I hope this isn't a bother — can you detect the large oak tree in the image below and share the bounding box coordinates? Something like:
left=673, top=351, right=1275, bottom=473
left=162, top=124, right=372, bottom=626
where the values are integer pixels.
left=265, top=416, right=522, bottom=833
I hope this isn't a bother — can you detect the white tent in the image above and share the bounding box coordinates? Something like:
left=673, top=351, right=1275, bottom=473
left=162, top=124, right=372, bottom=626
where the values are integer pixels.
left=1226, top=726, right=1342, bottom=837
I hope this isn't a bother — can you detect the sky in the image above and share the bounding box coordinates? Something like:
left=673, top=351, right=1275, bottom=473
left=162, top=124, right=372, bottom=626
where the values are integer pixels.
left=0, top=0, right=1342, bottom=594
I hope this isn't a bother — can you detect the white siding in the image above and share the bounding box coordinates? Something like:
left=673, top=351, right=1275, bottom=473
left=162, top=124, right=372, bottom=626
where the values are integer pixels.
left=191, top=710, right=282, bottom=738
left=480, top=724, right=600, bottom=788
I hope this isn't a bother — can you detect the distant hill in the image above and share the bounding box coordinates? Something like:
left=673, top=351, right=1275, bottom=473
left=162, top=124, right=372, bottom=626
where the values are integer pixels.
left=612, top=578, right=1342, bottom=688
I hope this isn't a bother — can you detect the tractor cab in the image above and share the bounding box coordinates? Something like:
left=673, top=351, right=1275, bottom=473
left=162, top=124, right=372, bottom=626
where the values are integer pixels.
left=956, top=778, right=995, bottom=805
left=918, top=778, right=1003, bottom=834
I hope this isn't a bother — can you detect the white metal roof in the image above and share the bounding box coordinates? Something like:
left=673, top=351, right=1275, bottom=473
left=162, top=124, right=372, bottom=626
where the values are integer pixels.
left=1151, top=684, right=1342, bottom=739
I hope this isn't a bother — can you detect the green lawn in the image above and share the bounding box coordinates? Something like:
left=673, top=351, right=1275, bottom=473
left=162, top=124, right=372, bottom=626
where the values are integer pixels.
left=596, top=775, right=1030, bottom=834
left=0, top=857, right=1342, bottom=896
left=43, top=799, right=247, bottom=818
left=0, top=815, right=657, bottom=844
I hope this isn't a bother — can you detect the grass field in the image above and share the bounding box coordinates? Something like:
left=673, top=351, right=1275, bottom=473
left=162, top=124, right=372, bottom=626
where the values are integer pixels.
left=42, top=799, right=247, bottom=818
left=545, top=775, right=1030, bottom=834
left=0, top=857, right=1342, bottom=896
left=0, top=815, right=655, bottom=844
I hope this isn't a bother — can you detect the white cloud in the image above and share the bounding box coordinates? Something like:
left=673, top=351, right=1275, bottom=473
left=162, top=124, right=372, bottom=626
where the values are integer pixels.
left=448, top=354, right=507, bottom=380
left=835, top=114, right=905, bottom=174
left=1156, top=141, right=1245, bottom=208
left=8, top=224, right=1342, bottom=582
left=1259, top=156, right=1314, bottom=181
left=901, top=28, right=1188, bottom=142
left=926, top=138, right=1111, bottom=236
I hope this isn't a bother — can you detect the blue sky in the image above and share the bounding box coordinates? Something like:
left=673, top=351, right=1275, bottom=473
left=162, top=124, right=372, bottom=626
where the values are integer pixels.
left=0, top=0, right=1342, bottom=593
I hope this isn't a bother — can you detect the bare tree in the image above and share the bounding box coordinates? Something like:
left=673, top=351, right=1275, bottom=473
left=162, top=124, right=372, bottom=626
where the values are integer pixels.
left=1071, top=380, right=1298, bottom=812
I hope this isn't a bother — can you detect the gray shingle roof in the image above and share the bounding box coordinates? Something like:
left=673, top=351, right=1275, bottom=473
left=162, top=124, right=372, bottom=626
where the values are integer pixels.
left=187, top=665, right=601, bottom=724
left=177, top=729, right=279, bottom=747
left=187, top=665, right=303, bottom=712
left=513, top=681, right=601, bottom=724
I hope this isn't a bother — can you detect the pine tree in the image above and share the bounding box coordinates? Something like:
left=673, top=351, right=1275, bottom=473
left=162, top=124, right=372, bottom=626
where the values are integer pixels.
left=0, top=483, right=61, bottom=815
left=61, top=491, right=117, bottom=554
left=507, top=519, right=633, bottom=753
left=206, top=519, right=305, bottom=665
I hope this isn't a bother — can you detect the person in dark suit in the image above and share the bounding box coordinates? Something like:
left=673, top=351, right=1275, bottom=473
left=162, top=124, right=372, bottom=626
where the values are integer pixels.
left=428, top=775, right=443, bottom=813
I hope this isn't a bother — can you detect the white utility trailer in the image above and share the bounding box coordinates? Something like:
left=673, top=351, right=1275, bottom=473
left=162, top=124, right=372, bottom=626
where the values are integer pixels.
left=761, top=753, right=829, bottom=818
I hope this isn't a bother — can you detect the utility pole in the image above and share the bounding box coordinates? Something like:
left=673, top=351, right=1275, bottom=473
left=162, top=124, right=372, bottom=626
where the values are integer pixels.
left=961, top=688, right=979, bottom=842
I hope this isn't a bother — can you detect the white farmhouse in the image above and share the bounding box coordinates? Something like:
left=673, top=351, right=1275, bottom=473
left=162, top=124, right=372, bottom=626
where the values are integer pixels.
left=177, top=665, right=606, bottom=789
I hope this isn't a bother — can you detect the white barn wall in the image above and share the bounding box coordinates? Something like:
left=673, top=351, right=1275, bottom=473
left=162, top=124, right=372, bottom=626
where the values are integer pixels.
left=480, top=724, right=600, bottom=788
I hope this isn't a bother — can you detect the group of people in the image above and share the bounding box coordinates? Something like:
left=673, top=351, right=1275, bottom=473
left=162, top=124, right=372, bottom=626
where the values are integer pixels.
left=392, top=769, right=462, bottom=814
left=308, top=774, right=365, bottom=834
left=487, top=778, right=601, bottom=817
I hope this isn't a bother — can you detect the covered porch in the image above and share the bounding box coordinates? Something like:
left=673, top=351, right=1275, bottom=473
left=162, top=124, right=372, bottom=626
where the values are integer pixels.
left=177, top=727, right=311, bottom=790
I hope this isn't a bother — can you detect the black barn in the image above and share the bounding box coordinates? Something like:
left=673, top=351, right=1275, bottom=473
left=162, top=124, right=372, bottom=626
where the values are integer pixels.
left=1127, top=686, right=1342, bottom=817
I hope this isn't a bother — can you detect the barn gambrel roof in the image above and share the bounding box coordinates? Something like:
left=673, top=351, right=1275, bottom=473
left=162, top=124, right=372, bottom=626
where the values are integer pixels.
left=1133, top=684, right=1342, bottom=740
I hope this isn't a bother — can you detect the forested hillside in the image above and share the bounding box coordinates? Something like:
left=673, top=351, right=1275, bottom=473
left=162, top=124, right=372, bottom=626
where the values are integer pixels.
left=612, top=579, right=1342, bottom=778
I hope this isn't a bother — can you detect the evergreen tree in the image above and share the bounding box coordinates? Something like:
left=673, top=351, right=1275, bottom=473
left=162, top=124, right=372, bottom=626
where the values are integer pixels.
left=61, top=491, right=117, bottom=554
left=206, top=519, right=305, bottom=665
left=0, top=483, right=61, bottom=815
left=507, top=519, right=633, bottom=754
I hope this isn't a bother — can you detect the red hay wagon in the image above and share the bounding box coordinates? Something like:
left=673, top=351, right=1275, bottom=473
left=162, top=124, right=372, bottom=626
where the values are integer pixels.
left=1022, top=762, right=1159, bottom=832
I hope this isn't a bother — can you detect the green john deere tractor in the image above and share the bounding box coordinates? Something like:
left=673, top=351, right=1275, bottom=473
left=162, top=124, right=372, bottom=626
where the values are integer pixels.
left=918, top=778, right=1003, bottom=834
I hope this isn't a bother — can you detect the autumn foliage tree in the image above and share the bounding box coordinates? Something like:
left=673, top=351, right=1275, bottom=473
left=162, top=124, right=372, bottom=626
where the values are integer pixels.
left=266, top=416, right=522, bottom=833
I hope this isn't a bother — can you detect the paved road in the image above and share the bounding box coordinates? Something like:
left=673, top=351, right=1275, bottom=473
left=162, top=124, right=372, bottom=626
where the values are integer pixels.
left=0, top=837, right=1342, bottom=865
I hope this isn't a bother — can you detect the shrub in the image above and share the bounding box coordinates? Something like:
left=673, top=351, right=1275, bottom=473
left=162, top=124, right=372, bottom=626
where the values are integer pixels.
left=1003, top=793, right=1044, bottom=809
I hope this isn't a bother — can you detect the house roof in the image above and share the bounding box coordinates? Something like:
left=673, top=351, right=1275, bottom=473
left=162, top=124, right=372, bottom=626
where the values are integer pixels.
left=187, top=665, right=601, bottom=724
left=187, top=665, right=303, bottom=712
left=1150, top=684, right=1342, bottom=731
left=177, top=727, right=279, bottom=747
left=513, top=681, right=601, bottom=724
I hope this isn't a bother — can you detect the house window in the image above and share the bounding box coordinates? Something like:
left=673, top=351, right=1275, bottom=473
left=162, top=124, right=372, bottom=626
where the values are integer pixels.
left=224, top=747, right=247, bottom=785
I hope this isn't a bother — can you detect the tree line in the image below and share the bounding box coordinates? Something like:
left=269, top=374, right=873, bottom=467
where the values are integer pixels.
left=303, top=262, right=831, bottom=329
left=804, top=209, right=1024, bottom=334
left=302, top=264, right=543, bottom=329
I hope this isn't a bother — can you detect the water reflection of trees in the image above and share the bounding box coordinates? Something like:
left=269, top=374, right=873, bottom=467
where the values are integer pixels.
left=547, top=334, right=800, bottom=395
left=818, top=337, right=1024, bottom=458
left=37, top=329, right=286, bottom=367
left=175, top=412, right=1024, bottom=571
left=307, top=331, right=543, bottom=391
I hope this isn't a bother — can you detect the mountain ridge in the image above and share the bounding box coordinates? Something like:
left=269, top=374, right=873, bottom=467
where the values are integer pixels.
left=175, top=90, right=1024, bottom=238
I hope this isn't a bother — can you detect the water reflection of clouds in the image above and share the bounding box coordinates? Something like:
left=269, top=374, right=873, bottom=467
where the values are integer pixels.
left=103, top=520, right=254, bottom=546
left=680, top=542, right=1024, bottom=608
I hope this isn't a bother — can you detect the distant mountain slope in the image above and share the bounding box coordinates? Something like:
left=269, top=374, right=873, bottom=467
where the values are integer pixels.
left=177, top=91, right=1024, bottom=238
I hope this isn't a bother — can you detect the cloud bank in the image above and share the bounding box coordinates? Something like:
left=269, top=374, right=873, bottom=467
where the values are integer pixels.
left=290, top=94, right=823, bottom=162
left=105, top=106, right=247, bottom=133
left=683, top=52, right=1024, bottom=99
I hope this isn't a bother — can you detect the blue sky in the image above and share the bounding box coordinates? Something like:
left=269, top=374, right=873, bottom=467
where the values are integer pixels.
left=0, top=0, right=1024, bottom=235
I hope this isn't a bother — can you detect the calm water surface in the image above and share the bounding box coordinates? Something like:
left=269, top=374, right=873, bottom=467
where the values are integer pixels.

ВЫПОЛНИТЕ ЗАДАНИЕ - Перепишите строки, начиная со строки, где есть «detect the cloud», и заканчивая последней строкой записей, заменив «integer pixels» на «whole pixels». Больше ничего не меняйте.

РЕЗУЛЬТАТ НИЖЕ -
I hope this isn't a bother — can you detect the cloud bank in the image above and share the bounding box coordinates? Something like:
left=269, top=374, right=873, bottom=467
where the values are whole pixels.
left=290, top=94, right=823, bottom=162
left=105, top=106, right=247, bottom=133
left=683, top=52, right=1024, bottom=99
I hope this isn't a bother — can you detect the blue sky in the image above and share the bounding box coordinates? Something like:
left=269, top=374, right=873, bottom=467
where the values are whole pixels.
left=0, top=0, right=1024, bottom=235
I hope this isn't a bother — can you detect the calm water surface in the image above and share the bounding box coordinates? Something like:
left=269, top=374, right=873, bottom=467
where the values are whole pixels.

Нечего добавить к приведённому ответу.